===== Data records

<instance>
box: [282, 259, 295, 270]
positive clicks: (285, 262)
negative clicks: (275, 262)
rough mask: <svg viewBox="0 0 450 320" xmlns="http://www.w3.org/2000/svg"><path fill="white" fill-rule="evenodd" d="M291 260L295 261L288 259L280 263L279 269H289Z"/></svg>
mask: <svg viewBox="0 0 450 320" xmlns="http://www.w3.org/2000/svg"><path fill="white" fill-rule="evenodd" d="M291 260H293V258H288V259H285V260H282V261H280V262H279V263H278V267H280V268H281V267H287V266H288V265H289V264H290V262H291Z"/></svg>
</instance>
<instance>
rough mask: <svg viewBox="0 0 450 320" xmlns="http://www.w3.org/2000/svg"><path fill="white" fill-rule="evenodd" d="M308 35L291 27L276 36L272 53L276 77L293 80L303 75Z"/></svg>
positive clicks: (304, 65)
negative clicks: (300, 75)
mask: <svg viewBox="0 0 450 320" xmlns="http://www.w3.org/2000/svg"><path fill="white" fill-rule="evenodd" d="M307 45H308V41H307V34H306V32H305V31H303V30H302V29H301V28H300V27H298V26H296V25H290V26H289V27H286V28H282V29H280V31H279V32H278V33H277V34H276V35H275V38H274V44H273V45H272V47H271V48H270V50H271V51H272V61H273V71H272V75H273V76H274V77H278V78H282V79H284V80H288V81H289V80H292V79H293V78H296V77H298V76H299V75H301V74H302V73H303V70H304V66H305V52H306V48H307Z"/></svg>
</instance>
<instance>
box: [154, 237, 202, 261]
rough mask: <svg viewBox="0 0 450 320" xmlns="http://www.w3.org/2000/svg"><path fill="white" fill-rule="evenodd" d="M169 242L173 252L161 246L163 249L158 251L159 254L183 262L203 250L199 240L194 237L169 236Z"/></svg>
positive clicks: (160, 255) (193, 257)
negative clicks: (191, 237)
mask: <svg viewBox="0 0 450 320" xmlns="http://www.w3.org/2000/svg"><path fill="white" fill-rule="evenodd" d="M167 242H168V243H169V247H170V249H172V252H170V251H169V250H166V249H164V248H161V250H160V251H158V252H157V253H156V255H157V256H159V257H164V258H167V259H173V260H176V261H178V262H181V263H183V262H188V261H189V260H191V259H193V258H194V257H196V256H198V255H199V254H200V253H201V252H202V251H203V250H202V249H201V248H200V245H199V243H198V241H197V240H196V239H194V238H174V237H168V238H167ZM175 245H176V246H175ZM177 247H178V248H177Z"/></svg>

==========

◆ Your goal
For every line above with the word "positive" in it, make a copy.

◆ Answer to this exercise
positive clicks: (285, 262)
positive clicks: (304, 65)
positive clicks: (160, 255) (193, 257)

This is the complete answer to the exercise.